What you are asked to do
Using the listing that follows, filter out every line lacking the string "pitch" and return the rest.

The records

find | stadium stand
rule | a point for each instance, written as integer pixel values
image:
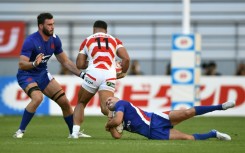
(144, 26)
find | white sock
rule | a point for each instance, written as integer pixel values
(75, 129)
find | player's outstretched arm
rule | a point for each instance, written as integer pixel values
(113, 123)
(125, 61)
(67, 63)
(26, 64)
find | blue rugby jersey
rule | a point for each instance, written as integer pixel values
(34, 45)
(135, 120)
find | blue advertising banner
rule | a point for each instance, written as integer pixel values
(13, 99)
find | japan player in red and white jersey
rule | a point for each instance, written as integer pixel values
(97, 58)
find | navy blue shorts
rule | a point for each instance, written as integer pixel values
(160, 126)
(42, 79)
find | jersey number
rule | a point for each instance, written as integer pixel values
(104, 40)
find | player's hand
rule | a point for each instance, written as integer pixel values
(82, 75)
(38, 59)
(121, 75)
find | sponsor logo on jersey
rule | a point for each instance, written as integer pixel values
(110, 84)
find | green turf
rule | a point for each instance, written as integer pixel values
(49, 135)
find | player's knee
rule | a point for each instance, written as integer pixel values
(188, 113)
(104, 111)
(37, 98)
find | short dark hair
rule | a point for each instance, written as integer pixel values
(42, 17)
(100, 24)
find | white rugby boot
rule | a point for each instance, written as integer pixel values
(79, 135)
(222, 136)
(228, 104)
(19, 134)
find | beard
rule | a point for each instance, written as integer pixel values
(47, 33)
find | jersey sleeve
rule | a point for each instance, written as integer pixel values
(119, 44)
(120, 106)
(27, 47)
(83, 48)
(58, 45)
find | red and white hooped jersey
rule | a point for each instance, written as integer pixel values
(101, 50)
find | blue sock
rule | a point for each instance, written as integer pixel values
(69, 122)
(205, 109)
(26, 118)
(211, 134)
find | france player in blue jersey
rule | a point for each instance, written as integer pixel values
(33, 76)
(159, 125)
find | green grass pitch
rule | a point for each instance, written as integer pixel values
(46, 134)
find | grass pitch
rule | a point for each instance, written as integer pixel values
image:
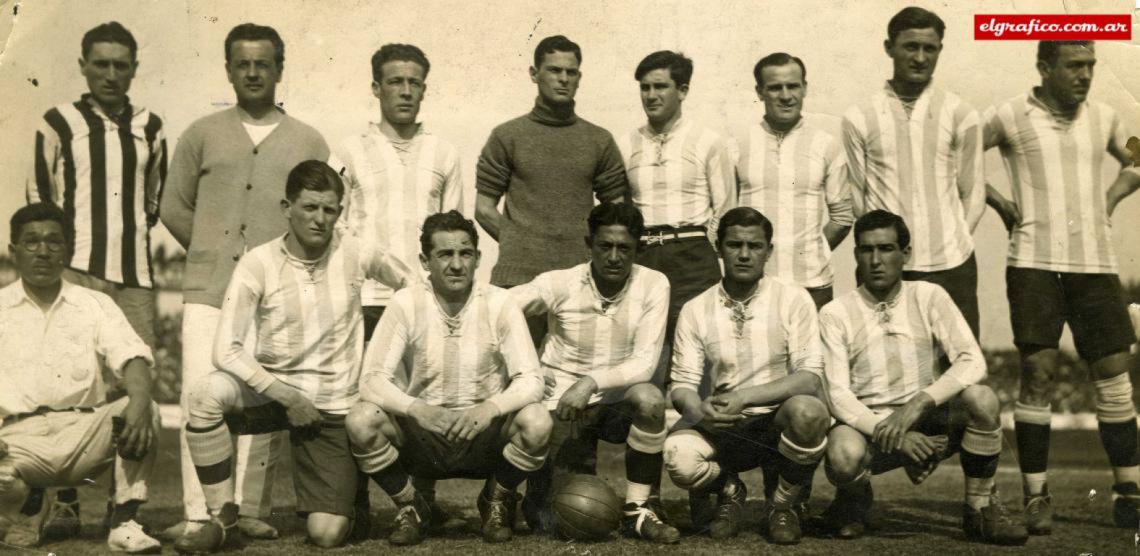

Exercise answer
find | green grass pitch
find | grass pitch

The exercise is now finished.